***** SUPPLIED ENTRIES

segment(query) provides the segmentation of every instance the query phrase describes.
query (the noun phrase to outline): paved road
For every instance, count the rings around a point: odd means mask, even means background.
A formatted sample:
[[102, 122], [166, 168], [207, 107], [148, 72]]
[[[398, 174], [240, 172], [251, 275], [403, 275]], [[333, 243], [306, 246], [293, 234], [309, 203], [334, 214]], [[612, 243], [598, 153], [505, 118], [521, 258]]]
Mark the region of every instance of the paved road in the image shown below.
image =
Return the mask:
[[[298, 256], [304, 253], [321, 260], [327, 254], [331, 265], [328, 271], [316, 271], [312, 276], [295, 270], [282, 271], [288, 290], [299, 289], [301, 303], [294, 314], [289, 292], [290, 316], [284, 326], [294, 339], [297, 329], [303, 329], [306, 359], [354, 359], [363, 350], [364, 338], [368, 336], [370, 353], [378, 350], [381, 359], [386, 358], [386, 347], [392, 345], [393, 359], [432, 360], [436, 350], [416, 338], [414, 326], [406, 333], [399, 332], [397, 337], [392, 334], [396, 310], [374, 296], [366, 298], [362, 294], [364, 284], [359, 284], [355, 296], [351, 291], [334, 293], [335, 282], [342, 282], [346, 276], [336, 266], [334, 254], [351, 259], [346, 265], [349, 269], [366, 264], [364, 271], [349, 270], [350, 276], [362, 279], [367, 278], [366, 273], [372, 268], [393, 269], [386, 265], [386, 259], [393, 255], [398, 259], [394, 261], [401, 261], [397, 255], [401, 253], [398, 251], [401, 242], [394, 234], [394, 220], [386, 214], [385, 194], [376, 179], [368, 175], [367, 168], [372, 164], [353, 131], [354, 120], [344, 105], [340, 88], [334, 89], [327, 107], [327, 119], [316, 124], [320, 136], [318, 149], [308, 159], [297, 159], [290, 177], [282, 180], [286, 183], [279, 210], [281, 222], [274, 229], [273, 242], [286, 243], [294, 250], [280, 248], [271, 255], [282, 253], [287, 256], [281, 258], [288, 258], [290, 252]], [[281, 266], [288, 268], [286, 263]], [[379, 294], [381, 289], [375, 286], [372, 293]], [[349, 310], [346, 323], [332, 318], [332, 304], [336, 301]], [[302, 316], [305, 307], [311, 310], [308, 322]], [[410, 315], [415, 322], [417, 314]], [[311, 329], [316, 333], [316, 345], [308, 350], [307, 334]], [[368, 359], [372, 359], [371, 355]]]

**********

→ **ACTIVITY**: Transcribe the records above in full, exactly as they stand.

→ **SOLUTION BELOW**:
segment(query) provides the segmentation of every instance the query phrase describes.
query (the noun phrase to outline): paved road
For every instance, count the rings around a point: odd means mask, even means background.
A formatted sample:
[[102, 122], [166, 168], [207, 107], [148, 72]]
[[[398, 174], [240, 172], [251, 275], [403, 275]], [[333, 243], [306, 246], [293, 234], [309, 203], [334, 214]], [[612, 243], [598, 153], [505, 118], [521, 258]]]
Mark the region of every instance of the paved road in the image shown below.
image =
Return the mask:
[[[298, 256], [304, 253], [321, 260], [327, 254], [331, 265], [328, 271], [316, 271], [312, 276], [295, 270], [282, 271], [288, 290], [299, 289], [301, 303], [294, 314], [289, 292], [290, 316], [284, 326], [294, 339], [297, 329], [303, 329], [306, 359], [354, 359], [363, 350], [364, 338], [368, 336], [370, 353], [378, 350], [381, 359], [386, 358], [386, 347], [392, 345], [393, 359], [432, 360], [436, 350], [416, 338], [414, 326], [406, 333], [399, 332], [397, 337], [392, 334], [396, 310], [374, 296], [366, 298], [362, 294], [364, 284], [359, 284], [355, 296], [351, 291], [334, 293], [335, 282], [342, 282], [346, 276], [336, 266], [334, 254], [351, 259], [346, 265], [349, 269], [366, 264], [364, 271], [349, 270], [350, 276], [362, 279], [367, 278], [366, 273], [372, 268], [393, 269], [386, 265], [386, 259], [393, 255], [398, 259], [394, 261], [401, 261], [397, 255], [401, 253], [398, 251], [401, 242], [394, 234], [394, 220], [386, 214], [385, 194], [376, 179], [368, 175], [367, 168], [372, 164], [353, 131], [354, 120], [344, 105], [340, 88], [334, 89], [327, 107], [327, 119], [316, 124], [320, 136], [318, 149], [308, 159], [297, 159], [290, 177], [282, 180], [286, 183], [279, 210], [281, 222], [274, 229], [273, 242], [286, 243], [294, 250], [280, 248], [271, 255], [282, 253], [287, 256], [281, 258], [288, 258], [290, 252]], [[281, 266], [288, 268], [286, 263]], [[379, 294], [381, 289], [375, 286], [372, 293]], [[349, 310], [346, 323], [332, 318], [332, 304], [336, 301]], [[302, 316], [305, 307], [311, 310], [308, 322]], [[410, 315], [415, 322], [417, 314]], [[311, 329], [316, 333], [316, 345], [308, 350], [307, 334]], [[368, 359], [372, 359], [371, 355]]]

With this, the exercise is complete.